(Data records)

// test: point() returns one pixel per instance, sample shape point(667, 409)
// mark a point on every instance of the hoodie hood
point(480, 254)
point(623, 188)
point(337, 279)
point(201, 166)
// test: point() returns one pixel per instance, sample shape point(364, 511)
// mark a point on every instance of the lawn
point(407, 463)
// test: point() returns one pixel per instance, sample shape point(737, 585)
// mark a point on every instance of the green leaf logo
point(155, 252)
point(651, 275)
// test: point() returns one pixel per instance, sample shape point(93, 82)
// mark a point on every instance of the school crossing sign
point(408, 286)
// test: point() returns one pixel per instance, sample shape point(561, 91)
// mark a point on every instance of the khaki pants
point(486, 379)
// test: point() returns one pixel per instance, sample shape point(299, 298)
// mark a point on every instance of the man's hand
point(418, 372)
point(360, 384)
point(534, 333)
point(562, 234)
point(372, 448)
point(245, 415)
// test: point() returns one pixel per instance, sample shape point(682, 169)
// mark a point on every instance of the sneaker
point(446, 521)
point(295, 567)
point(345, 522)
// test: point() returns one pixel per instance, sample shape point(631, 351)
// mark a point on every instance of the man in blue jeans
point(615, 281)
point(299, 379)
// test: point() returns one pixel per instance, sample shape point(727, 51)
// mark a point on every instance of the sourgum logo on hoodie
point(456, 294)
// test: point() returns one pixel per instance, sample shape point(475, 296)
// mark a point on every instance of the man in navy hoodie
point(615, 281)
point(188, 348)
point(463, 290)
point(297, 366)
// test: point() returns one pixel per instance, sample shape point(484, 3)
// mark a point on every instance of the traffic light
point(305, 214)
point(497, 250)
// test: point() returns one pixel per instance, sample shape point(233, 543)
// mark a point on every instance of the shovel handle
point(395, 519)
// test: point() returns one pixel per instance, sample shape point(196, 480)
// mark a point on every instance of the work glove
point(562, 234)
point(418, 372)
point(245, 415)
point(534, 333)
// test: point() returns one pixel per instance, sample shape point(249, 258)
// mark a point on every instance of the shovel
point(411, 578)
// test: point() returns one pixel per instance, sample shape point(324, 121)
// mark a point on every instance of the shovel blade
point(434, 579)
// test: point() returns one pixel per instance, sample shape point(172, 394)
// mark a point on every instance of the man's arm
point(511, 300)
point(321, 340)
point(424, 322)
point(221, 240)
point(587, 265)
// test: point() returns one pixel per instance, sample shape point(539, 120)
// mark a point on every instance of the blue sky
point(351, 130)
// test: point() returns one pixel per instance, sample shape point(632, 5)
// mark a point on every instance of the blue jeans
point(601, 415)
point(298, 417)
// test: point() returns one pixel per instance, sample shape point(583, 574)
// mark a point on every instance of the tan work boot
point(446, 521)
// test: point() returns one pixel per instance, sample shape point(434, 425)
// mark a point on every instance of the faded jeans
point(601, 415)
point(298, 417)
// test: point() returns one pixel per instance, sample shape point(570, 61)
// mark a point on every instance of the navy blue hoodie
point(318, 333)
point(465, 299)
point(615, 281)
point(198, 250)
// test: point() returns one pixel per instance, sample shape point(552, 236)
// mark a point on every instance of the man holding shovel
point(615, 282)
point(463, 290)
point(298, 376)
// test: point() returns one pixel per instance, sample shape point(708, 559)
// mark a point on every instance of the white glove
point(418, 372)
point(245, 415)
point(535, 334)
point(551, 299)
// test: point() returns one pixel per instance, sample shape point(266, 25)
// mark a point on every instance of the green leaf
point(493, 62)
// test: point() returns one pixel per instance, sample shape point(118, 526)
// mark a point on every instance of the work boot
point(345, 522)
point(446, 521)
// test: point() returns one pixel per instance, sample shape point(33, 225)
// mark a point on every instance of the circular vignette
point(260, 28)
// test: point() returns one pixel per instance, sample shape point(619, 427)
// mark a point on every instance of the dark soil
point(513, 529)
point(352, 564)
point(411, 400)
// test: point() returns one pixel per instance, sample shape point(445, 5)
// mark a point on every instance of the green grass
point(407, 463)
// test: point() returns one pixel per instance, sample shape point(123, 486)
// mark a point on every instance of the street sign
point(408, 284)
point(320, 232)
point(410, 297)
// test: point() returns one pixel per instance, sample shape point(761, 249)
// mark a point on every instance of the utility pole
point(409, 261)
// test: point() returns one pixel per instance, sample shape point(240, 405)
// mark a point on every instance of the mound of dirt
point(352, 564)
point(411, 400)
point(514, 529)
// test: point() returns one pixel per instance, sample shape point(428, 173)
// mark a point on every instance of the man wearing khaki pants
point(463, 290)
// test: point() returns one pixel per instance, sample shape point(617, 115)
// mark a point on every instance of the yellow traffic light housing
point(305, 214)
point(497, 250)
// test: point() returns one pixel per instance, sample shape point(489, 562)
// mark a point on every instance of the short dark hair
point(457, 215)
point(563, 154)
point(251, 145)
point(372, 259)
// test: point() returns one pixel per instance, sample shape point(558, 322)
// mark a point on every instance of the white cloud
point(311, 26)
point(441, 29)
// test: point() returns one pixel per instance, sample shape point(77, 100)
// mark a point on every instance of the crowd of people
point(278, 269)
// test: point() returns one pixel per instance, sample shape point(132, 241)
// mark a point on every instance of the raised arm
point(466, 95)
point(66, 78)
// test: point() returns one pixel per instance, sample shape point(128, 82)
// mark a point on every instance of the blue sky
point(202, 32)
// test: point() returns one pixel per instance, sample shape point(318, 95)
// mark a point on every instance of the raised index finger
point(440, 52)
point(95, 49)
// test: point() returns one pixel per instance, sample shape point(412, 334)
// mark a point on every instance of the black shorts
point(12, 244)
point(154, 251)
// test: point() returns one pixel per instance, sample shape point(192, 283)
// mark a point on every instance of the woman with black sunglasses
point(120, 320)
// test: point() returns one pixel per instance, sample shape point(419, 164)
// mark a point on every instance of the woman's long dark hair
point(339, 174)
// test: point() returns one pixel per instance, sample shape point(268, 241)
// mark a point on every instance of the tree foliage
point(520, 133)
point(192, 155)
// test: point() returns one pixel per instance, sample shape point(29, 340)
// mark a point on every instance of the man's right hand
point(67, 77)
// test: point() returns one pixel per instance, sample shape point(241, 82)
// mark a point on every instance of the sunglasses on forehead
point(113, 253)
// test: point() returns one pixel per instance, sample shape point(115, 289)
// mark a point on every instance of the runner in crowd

Instructions to follow: Looking back over the data above, restate word for word the lines that begin at the line with "shape point(233, 543)" and end at the line with "shape point(196, 480)", inclusive.

Reply:
// test: point() returns one pixel per instance, sample shape point(233, 543)
// mark a point on every instance of the shovel handle
point(395, 519)
// test: point() returns one pixel per instance, sample shape point(196, 480)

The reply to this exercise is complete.